■ Lista de ítems
....................

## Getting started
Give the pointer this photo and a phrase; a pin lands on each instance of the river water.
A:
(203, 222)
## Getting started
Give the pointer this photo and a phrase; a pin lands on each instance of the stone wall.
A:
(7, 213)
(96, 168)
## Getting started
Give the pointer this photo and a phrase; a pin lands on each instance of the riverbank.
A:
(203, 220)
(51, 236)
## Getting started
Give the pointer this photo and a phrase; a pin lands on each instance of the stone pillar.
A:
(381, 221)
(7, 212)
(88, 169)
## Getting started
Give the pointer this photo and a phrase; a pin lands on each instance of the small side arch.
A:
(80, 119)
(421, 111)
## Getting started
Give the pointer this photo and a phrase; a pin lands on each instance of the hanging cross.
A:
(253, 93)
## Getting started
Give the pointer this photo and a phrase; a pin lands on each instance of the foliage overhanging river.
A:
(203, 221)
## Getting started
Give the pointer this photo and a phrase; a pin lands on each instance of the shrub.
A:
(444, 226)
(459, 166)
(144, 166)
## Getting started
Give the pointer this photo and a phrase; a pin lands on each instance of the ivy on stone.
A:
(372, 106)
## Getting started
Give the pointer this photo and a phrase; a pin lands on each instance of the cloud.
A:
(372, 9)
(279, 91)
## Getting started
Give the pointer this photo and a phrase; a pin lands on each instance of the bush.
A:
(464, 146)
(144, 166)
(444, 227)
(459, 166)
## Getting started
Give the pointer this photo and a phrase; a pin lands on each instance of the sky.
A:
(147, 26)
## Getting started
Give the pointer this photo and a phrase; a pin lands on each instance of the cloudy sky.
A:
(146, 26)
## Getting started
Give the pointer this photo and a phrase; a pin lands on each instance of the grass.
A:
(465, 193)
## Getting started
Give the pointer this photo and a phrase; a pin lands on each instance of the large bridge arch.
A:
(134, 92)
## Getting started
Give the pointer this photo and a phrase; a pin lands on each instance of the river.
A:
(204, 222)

....................

■ Problema breve
Extrae todas las líneas de los ítems de arriba y cópialas sin cambiar nada.

■ Solución desarrollada
## Getting started
Give the pointer this photo and a phrase; a pin lands on each instance of the river water.
A:
(203, 222)
## Getting started
Give the pointer this photo and a phrase; a pin lands on each instance of the stone wall.
A:
(7, 213)
(96, 168)
## Getting started
Give the pointer this photo and a phrase; a pin lands on each instance of the riverbank.
A:
(203, 220)
(51, 236)
## Getting started
Give the pointer this photo and a phrase; a pin lands on each instance of the stone pillar.
A:
(381, 221)
(7, 212)
(88, 169)
## Getting started
Give the pointer this photo and a phrase; a pin lands on each instance of the small side arch.
A:
(80, 119)
(421, 111)
## Getting started
Give the pointer this photo and a phrase; a pin lands on each instance of the hanging cross.
A:
(253, 93)
## Getting started
Give the pointer this photo and a phrase; a pin lands on each instance of the foliage overhanging river.
A:
(203, 221)
## Getting started
Give the pointer this photo and a phrase; a pin lands on each instance of the shrub.
A:
(444, 226)
(459, 166)
(144, 166)
## Getting started
Give the pointer this photo and a phrase; a pin lands on each instance of the ivy on stone.
A:
(372, 106)
## Getting started
Give the pointer this photo and a phrase; a pin lands on each instance of the cloud.
A:
(372, 9)
(279, 91)
## Getting started
Give the pointer this photo and a phrase; a pin lands on each instance of the bush.
A:
(464, 146)
(144, 166)
(444, 227)
(459, 166)
## Getting started
Give the pointer this photo and a phrase; a pin lands on each instance of the sky.
A:
(147, 26)
## Getting started
Give the pointer this photo and a phrase; a pin lands on each instance of the cloudy sky.
A:
(146, 26)
## Getting started
Give the pointer this photo and a phrase; a pin lands on each instance of the grass.
A:
(465, 193)
## Getting started
Give the pointer this photo and a phrase; a pin lands on each instance of the large bridge arch.
A:
(134, 92)
## Getting started
Give the pointer this photo and a phrase; a pin lands on each instance of the river.
A:
(204, 222)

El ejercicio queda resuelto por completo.